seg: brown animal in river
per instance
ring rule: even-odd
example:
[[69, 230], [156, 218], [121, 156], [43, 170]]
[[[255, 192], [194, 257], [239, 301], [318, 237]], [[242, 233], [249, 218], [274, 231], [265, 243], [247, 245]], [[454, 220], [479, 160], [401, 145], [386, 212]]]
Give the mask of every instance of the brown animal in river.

◇ ◇ ◇

Swap every "river" in the data above for "stream" and write the data out again, leaving everything else unchanged.

- [Response]
seg: brown animal in stream
per instance
ring rule: even-odd
example:
[[69, 230], [156, 218], [121, 156], [43, 170]]
[[[255, 192], [194, 257], [239, 301], [318, 237]], [[242, 233], [249, 218], [274, 231], [265, 243], [247, 245]], [[454, 220], [479, 160], [401, 145], [386, 212]]]
Give the mask of every instance of the brown animal in stream.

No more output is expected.